Space For Dreams

"Insight No. 5"

Bregenz, 29.11.19. Around one hundred people attended the fifth Einblick, or “insight”, session at the Kunsthaus Bregenz on the invitation of the Bregenz Festival. The new work of music theatre composed by Alexander Moosbrugger, Wind, will receive its world premiere at the festival in summer 2020. Before then a number of other events will give people an opportunity to experience how a work of music theatre is created.

“Embracing the audience”
“It’s not only the musical capabilities of an organ than inspire me in this composition, but also music between the Renaissance and the Baroque,” Moosbrugger explained.

Performances by baritone and countertenor Hagen Matzeit, who is to sing the role of Poliphilo in Wind, and theorbo player Johannes Ötzbrugger helped give an increasingly clear sense of what the opera will sound like when finished.

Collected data
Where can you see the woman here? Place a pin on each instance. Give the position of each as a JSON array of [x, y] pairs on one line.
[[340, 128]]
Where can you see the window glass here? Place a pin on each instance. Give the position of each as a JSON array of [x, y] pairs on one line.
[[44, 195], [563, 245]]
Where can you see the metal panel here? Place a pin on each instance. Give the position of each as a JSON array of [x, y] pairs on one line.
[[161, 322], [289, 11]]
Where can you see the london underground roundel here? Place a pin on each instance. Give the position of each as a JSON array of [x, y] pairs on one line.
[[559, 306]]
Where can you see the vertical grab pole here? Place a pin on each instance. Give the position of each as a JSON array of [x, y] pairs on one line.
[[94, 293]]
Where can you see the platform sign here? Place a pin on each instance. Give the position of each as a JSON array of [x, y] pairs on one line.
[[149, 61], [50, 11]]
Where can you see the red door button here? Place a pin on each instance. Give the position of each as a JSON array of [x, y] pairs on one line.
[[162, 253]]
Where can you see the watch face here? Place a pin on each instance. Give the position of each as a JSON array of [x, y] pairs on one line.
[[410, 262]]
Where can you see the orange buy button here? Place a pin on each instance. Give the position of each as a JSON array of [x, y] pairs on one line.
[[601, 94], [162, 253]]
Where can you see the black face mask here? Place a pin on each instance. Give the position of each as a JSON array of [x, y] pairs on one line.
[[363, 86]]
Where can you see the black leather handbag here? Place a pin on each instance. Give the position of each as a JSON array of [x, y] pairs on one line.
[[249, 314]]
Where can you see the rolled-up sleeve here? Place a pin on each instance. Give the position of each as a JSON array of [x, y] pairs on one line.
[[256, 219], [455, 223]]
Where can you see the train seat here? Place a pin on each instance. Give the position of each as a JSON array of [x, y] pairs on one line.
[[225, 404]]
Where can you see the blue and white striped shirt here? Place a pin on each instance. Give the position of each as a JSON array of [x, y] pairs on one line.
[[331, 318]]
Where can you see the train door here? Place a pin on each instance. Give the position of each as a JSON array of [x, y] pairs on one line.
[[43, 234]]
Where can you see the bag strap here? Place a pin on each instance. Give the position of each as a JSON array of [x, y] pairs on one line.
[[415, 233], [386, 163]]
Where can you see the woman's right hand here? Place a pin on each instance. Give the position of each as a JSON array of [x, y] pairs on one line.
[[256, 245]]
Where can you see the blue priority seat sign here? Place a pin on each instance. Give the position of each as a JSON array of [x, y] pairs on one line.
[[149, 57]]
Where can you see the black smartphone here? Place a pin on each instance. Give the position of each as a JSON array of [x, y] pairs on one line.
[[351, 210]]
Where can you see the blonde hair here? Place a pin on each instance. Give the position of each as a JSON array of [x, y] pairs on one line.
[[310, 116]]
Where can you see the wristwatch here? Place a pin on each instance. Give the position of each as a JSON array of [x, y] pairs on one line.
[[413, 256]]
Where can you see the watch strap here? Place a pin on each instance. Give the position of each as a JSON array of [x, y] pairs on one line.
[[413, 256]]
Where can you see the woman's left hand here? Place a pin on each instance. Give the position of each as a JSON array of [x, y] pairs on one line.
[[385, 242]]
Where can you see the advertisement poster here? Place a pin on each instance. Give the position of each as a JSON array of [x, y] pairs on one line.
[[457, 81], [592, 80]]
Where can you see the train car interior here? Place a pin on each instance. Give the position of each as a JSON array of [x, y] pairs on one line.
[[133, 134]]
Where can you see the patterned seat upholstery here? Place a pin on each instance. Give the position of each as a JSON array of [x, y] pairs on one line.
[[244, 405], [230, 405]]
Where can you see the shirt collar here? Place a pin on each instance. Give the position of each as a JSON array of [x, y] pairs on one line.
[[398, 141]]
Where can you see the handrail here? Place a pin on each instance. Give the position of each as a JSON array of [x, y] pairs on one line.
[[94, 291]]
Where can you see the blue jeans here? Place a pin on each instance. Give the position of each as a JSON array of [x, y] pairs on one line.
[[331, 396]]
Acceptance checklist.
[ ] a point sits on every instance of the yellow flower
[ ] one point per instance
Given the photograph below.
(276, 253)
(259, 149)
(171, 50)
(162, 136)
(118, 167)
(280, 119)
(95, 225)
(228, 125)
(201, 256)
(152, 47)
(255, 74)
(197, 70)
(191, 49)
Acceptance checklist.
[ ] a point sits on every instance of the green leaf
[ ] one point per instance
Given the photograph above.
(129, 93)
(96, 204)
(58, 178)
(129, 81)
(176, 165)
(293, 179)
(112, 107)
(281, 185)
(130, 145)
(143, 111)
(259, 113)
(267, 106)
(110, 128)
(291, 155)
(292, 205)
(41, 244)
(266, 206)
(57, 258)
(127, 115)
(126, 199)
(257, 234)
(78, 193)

JOB 1: In the passage about the Bregenz Festival, who is to sing the role of Poliphilo in Wind?
JOB 2: Rewrite the part of the passage about the Bregenz Festival between "Bregenz, 29.11.19. Around" and "like when finished.", inclusive, changing "organ" to "harpsichord".

EXERCISE OUTPUT 1: Hagen Matzeit, a baritone and countertenor, is to sing the role of Poliphilo.

EXERCISE OUTPUT 2:
Bregenz, 29.11.19. Around one hundred people attended the fifth Einblick, or “insight”, session at the Kunsthaus Bregenz on the invitation of the Bregenz Festival. The new work of music theatre composed by Alexander Moosbrugger, Wind, will receive its world premiere at the festival in summer 2020. Before then a number of other events will give people an opportunity to experience how a work of music theatre is created.

“Embracing the audience”
“It’s not only the musical capabilities of an harpsichord than inspire me in this composition, but also music between the Renaissance and the Baroque,” Moosbrugger explained.

Performances by baritone and countertenor Hagen Matzeit, who is to sing the role of Poliphilo in Wind, and theorbo player Johannes Ötzbrugger helped give an increasingly clear sense of what the opera will sound like when finished.